Problem to work on ▸ Please check each statement against the court opinion, answering yes or no and quoting the words of the opinion that decide it: (a) The government sued both Zugasti and St. Paul in 1963. (b) Messana was an officer of Rose Cement Supplies, Inc. (c) Zugasti was served with process.

Harold L. Ward, Miami, Fla., Fowler, White, Gillen, Humkey & Trenam, of counsel, Miami, Fla., for appellant.

Starr W. Horton, Alfred E. Sapp, Asst. U. S. Atty., Miami, Fla., Stephen R. Booher, Fort Lauderdale, Fla., Mallory H. Horton, Miami, Fla., William A. Meadows, Jr., U. S. Atty., S. D. Florida, for appellee.

Dale & Stevens, Fort Lauderdale, Fla., of counsel, for appellee Rose Cement Supply, Inc.

Before TUTTLE, Chief Judge, WISDOM, Circuit Judge, and FISHER, District Judge.

FISHER, District Judge:

This is an appeal from a judgment in favor of the United States against St. Paul Fire & Marine Insurance Company, which judgment denied recovery by St. Paul Fire & Marine Insurance Company against either of the third-party defendants, Stephen Messana and Rose Cement Supplies, Inc.

Rose Cement Supply, a partnership composed of Arthur J. Rose and Stephen Messana, employed Pedro Zugasti as a customs broker to import cement which was sold by the partnership to its customers.

Pedro Zugasti was principal and St. Paul Fire & Marine Insurance Company was surety on a bond required by the United States guaranteeing payment of duty imposed on the imported cement.

Nine consumption entries were filed by Zugasti with the government reflecting importation of cement by the partnership Rose Cement Supply. The government liquidated the consumption entries in 1962 and in respect thereof assessed additional import duties of $8,556.07, for which it brought suit in 1963 against both Zugasti and St. Paul.

Zugasti, although a party defendant, was never served with process. St. Paul with leave of the court, joined as third-party defendants Messana and the corporation, Rose Cement Supplies, Inc., which concern in 1961 purchased the assets and business of the partnership, Rose Cement Supply. Neither Rose nor Messana were share holders or officers of the corporation. The partner, Arthur Rose, died in 1962.

The third-party action brought by St. Paul against Messana and the corporation was based on the subrogation theory that if the government recovered against St. Paul then St. Paul in turn could recover from Messana the surviving partner of Rose Cement Supply and/or the corporation, Rose Cement Supplies, Inc.

St. Paul alleges four assignments of error:

1. The court erred in ruling that a surety is not subrogated to any rights of the principal connected with the claim sued upon.

2. The court erred in ruling that the government had no claim against the partnership to which St. Paul would be subrogated.

3. The court erred in finding from the evidence that all notices required by law to be mailed to Zugasti were in fact duly and properly mailed.

4. The court erred in finding from the evidence that Zugasti, St. Paul's principal, executed the consumption entries in question.

Coordinate labeling data ▸
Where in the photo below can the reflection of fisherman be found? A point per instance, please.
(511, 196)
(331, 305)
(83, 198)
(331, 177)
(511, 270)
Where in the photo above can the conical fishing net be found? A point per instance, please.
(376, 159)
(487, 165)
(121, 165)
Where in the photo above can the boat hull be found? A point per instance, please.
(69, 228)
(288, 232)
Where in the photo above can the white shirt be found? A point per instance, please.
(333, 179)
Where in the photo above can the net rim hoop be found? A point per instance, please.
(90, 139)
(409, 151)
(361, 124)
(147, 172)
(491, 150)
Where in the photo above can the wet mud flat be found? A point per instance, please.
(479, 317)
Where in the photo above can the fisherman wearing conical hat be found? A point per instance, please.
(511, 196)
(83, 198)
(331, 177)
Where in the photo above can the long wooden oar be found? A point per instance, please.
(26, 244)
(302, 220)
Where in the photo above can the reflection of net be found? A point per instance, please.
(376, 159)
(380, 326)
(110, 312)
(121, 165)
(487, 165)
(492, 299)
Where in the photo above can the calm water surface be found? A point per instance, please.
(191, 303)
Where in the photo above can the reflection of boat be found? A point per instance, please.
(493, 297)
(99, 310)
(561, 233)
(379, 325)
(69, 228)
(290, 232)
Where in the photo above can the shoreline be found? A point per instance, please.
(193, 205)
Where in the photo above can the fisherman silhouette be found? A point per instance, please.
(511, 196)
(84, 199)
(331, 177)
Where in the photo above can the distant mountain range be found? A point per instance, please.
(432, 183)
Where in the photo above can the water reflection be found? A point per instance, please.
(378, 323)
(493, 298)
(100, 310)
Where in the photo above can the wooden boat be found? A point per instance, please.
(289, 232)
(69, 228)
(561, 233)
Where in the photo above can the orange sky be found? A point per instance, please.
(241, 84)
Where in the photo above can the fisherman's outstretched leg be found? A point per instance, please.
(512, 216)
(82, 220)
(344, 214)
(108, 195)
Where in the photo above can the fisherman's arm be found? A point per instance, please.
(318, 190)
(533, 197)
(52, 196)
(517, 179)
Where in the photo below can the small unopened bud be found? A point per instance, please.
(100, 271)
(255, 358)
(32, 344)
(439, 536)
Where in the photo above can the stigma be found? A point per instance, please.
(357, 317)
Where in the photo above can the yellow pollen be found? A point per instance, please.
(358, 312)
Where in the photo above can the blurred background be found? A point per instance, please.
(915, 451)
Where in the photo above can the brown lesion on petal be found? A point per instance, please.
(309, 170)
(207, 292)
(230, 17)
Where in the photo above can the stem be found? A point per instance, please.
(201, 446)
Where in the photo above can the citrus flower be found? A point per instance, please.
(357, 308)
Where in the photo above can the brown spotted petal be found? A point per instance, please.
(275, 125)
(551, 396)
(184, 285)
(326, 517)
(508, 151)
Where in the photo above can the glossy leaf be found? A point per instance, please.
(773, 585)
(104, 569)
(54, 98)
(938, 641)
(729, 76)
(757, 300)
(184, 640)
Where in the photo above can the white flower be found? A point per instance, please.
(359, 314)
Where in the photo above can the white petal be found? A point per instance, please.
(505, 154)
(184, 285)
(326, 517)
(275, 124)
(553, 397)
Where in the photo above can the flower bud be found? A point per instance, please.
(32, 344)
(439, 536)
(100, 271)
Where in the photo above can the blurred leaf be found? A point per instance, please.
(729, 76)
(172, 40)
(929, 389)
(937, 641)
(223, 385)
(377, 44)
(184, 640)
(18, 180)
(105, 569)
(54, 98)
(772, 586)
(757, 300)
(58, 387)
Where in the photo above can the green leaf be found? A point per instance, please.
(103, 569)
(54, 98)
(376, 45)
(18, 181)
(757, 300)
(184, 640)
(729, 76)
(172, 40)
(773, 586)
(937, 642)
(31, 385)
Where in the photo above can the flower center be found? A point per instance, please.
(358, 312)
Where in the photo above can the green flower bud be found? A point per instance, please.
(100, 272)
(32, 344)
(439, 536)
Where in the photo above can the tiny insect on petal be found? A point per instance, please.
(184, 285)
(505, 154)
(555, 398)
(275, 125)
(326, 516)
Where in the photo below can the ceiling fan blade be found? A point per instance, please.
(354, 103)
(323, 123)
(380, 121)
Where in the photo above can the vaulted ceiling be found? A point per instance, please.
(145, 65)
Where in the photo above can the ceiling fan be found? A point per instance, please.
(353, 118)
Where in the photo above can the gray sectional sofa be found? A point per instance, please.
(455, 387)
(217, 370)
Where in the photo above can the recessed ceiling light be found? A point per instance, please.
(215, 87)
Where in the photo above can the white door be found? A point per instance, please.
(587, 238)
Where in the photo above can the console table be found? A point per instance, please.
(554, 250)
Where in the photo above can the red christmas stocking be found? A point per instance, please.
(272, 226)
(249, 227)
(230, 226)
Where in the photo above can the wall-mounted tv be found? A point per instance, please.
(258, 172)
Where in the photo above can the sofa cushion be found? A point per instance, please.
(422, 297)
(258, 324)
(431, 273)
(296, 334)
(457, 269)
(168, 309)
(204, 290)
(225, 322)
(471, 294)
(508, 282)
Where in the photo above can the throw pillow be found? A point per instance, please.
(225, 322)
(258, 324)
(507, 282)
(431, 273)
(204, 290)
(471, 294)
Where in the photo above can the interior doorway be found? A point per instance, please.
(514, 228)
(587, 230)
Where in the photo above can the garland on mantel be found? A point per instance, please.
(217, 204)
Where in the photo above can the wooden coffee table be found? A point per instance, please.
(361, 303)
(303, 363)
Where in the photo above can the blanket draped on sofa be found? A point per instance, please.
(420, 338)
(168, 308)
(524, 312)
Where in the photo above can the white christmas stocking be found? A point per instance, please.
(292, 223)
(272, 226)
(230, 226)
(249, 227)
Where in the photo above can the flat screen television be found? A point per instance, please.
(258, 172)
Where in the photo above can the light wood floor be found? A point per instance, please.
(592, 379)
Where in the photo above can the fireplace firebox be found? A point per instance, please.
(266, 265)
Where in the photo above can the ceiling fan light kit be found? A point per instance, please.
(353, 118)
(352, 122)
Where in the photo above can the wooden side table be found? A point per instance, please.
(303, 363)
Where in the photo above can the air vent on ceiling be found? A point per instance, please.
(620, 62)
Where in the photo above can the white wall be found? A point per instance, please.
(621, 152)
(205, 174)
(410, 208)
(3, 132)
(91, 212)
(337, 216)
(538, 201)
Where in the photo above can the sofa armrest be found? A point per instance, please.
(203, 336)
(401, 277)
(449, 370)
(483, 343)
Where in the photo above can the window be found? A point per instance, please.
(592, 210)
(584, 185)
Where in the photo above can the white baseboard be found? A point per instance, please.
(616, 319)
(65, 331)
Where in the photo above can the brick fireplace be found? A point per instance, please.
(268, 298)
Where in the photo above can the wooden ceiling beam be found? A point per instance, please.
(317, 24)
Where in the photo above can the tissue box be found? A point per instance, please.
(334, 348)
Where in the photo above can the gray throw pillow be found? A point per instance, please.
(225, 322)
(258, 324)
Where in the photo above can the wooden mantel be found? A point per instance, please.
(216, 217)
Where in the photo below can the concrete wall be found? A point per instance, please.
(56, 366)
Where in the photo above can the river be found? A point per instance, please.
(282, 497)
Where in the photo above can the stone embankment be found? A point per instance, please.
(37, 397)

Reply ▸
(a) Yes: "for which it brought suit in 1963 against both Zugasti and St. Paul"
(b) No: "Neither Rose nor Messana were share holders or officers of the corporation."
(c) No: "Zugasti, although a party defendant, was never served with process."